### SUPPLIED PASSAGE

━━━━━━

I have been having some problems restarting apache on servers that are
using LVS-NAT and was hoping someone had some insight or a workaround.
Basically, when I make a configuration change to my webservers and I try
to restart them (either with a complete shutdown or even just a graceful
restart), Apache tries to close all the current connections and re-bind
to the port. The problem is that invariably it takes several minutes for
all the current connections to clear even if I kill apache, and the
server won't start as long as any socket is open on port 80, even if it
is in a 'CLOSING' state.
I'm guessing that my problem is that I am using LVS persistent
connections, and combined with apache's lingering close this makes it
difficult for apache to know the difference between a slow connection
and a dead connection when it tries to close down, so the time it takes
to clear some of the sockets approaches my LVS persistence time.

━━━━━━

### GIVEN ENTRIES
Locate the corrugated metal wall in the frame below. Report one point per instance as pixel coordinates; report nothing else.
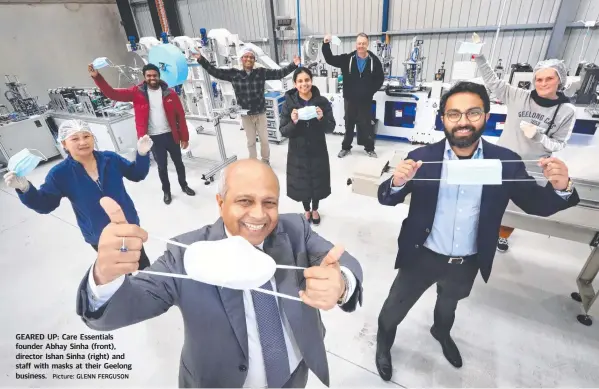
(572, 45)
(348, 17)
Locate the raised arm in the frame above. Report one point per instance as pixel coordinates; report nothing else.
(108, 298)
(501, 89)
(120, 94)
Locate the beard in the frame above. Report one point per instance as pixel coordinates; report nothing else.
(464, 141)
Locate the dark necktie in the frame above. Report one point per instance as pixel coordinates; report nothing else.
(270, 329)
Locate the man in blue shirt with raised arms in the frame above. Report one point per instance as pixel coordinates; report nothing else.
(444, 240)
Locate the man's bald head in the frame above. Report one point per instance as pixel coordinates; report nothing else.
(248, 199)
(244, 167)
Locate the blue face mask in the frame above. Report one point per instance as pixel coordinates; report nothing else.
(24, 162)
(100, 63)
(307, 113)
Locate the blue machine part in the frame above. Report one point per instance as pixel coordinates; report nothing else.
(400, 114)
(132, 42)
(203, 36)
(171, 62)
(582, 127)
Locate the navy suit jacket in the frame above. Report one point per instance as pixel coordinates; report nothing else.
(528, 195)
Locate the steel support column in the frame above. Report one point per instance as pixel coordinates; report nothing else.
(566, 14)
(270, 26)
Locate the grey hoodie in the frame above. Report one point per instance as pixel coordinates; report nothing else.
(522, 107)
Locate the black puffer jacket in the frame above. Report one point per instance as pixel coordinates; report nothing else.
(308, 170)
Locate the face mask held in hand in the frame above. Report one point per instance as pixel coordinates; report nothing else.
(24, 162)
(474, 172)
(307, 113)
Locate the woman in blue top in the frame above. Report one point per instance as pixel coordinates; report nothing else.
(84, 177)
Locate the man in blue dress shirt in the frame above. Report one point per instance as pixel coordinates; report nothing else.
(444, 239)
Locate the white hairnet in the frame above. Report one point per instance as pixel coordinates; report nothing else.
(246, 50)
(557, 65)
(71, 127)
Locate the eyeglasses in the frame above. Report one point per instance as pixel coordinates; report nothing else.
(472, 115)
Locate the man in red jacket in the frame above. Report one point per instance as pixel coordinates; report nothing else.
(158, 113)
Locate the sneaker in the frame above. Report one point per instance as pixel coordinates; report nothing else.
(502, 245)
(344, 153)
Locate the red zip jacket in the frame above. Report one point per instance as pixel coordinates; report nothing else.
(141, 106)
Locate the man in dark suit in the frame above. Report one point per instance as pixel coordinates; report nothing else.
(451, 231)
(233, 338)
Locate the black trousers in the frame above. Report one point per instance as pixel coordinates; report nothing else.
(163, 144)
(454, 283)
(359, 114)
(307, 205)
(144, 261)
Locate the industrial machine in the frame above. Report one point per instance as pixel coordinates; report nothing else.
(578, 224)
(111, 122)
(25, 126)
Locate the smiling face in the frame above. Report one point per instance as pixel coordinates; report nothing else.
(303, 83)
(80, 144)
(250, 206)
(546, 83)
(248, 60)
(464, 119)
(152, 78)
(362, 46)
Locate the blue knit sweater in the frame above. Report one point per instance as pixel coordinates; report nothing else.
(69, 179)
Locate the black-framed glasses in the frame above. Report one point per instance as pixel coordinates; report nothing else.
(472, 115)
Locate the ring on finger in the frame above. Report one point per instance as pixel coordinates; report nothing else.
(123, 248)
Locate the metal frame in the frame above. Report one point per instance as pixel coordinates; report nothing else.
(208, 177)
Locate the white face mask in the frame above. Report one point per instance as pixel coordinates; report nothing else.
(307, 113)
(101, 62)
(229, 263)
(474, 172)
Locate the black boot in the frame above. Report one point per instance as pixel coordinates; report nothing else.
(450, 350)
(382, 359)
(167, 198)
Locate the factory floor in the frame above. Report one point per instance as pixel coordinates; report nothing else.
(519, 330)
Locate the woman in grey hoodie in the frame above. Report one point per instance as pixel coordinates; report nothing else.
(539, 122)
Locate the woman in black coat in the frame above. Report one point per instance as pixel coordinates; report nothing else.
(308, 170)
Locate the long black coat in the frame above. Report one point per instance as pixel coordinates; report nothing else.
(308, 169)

━━━━━━

### DIRECTIONS
Continue the post about restarting Apache on servers behind LVS-NAT, starting right after its last sentence.

### ANSWER TO THE EXERCISE
I haven't tried turning off persistence, and I haven't tried
re-compiling apache without lingering-close. This is a production
cluster with rather heavy traffic and I don't have a test cluster to
play with. In the end rebooting the machine has been faster than waiting
for the ports to clear so I can restart apache, but this seems really
dumb, and doesn't work well because then my cluster machines have
different configuration states.
Is there any way anyone knows of to kill the sockets on the webserver
other than simply wait for them to clear out or rebooting the machine?
(I tried also taking the interface down and bringing it up again ...
that didn't work either.)
Is there any way to 'reset' the MASQ table on the LVS machine to force a
reset?
thanks in advance?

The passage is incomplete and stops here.